* [What to work on]
1 - Can you reproduce the passage on shareholder oppression word for word between "1. Where the" and "to the others.", inclusive?
2 - Can you carry the article on minority shareholder oppression forward from the point where it stops?

* [Provided text]

Courtesy/By: Shruti Singh | 2020-12-14 16:34     Views : 281

When majority shareholders act in a manner that is not in the best interest of the company and is violating the Articles of Association (AOA), Memorandum of Association (MOA), and provisions under the Companies Act, then it gives rise to oppression and mismanagement.

Oppression

Section 241 of the Companies Act (“Act”), 2013 (pari materia with its precursor Section 397 of the 1956 Act) gives respite to the oppressed minority. Essentially, oppression denotes abuse of power. This section does not define oppression, it is left to courts to ascertain whether “oppression” under this section has been committed or not as per facts and surrounding circumstances of each case. Although the word “oppressive” has not been defined under the section, it is imaginable, to chart out a case in which majority shareholders abuse their principal voting power, are “treating the company and its affairs as if they were their property” to the detriment of the minority shareholders.[i] 

The Supreme Court has substantially clarified the scope of making an oppression claim by the guidelines laid down in the case of V.S. Krishnan v. Westfort Hi-tech Hospital Ltd.[ii]The Supreme Court in this case, after analyzing several case laws, shed light on the circumstances in which a claim against oppression can arise:

  1. Where the act is harsh, burdensome, and wrong.
  2. Where the act is mala fide and is for a collateral purpose where although the ultimate objective may be in the interest of the company, the immediate purpose would lead to a benefit for some shareholders as compared to the others.
  3. The act is against integrity and good conduct.
  4. The claim of oppression may be fully permissible under law but may yet be oppressive. The test as to whether an action is oppressive or not is not on the basis of whether it is legally permissible or not since even if legally permissible, if the conduct is otherwise against integrity, good conduct or is burdensome, harsh or wrong or is mala fide or for a collateral intent.
  5. When the act is realized to be oppressive, the discretionary power is given to the Company Law Board to set right, remedy, or quash such oppression is pervasive. (Under Companies Act, 2013, this function of Company Law Board has now been transferred to NCLT and NCLAT, having greater powers than the former).

* [Data]

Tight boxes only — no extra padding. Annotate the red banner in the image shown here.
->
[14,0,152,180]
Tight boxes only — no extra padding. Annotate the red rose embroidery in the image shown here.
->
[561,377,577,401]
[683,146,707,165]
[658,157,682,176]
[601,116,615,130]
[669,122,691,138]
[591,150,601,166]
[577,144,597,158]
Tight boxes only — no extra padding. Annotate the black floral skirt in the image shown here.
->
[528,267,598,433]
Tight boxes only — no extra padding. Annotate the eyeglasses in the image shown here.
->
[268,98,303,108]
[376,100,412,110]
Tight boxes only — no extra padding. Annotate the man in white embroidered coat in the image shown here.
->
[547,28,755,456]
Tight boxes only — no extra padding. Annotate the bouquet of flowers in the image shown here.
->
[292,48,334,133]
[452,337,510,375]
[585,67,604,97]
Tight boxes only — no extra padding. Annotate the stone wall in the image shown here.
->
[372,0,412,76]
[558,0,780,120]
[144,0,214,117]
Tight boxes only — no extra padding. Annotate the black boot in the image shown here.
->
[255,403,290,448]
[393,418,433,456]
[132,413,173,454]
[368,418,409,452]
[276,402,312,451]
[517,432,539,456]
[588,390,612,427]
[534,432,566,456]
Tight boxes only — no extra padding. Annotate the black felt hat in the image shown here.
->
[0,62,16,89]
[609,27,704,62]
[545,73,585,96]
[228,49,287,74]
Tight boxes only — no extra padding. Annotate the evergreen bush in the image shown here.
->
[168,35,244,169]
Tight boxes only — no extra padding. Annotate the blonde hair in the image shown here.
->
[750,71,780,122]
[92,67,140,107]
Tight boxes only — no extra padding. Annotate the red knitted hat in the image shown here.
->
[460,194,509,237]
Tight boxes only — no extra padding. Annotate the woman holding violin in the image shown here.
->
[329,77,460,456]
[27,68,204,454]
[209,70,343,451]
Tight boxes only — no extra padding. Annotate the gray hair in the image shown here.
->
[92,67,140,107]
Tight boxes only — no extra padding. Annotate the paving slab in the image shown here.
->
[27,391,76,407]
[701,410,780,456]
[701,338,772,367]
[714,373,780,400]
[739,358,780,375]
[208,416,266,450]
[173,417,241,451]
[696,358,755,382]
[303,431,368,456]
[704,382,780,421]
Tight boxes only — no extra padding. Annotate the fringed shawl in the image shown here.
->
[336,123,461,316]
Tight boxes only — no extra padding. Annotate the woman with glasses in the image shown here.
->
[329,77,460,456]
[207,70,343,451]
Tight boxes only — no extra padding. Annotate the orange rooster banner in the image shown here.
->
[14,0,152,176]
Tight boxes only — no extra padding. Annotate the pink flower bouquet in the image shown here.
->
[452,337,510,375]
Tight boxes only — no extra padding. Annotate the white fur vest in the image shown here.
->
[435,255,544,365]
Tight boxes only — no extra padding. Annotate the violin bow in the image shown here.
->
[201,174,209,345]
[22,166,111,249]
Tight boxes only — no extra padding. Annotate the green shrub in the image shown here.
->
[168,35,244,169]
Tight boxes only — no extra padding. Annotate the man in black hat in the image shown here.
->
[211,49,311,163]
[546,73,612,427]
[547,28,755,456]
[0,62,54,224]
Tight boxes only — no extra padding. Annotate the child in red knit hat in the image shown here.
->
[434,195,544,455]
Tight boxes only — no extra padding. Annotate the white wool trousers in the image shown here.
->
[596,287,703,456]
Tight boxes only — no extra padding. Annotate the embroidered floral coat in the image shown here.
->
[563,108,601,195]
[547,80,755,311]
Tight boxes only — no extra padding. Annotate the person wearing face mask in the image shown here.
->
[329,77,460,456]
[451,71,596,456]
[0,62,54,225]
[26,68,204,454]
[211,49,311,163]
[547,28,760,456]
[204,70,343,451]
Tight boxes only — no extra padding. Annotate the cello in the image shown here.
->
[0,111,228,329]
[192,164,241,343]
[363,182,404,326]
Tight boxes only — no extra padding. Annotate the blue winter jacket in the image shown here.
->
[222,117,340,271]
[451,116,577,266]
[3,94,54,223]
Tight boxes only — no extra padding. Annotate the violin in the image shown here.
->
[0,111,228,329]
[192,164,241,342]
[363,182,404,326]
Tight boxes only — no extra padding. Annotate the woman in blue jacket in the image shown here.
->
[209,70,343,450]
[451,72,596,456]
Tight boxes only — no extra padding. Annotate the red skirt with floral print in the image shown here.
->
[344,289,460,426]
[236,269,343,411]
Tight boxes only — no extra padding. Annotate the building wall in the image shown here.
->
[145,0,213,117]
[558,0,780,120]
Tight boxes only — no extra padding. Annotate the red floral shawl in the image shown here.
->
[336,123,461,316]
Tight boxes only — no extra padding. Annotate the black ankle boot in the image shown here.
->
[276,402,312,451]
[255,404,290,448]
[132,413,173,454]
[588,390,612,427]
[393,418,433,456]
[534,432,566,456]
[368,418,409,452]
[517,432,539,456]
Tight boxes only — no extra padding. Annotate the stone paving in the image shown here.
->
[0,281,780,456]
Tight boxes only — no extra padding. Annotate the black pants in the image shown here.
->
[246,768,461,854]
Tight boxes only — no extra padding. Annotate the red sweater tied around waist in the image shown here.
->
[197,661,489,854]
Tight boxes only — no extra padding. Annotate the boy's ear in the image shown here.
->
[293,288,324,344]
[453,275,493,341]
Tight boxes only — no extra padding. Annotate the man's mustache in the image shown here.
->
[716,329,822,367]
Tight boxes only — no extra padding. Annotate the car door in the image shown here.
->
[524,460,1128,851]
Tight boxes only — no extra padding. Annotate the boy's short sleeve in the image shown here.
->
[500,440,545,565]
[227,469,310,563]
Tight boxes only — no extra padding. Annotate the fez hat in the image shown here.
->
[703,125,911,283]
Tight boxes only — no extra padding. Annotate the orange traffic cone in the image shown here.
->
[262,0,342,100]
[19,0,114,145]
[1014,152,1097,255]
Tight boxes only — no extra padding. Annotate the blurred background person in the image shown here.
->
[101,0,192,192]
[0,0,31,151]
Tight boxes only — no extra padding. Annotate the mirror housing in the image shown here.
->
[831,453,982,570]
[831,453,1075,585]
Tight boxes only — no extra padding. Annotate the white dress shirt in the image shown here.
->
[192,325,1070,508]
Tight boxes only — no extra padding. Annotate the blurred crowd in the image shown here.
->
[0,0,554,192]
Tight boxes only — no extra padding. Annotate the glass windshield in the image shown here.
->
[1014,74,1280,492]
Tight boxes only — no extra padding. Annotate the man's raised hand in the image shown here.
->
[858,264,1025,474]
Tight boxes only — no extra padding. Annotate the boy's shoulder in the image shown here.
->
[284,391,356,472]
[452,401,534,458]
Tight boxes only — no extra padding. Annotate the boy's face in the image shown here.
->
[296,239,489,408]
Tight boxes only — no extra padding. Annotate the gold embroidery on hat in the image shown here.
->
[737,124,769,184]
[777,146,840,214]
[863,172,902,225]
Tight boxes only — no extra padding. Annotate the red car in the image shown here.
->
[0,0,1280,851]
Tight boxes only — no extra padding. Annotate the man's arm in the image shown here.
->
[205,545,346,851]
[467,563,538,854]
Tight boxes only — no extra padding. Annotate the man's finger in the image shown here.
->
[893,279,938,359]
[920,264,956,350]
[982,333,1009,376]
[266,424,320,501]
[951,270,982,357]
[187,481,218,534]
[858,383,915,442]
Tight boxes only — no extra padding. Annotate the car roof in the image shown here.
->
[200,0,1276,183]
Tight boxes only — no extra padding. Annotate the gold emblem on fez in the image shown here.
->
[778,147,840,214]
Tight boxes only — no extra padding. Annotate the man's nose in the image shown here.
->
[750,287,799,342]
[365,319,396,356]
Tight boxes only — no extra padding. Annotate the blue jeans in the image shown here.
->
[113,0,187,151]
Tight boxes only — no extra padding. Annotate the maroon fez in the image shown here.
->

* [List of answers]
1 -
1. Where the act is harsh, burdensome, and wrong.
  2. Where the act is mala fide and is for a collateral purpose where although the ultimate objective may be in the interest of the company, the immediate purpose would lead to a benefit for some shareholders as compared to the others.

2 -
  6. What constitutes oppression is a question of fact and, therefore, whether an act is oppressive or not is essentially a question of fact.[iii]

Mismanagement

The remedy against mismanagement contained in Section 241(1)(b) of the 2013 Act applies when two conditions are fulfilled.  

First, when there is a substantial change in the management or control of the company, which could occur in various ways including alteration of the board, manager, or ownership of the company (the cause). Second, when such change is the reason that the company conducts its affairs in a manner that is prejudicial to the interests of the company or its shareholders (the effect). 

The courts have observed that the mismanagement remedy has a much wider ambit than the oppression remedy.

Conclusion

The Companies Act provides the minority shareholders a right to approach the Tribunal to seek several reliefs against the company or the majority shareholders in a Company.[iv] Application made against a claim of oppression, prejudice, and mismanagement under Section 241, is heard and decided by the Tribunal under powers given to such body under Section 242 of the Companies Act, 2013.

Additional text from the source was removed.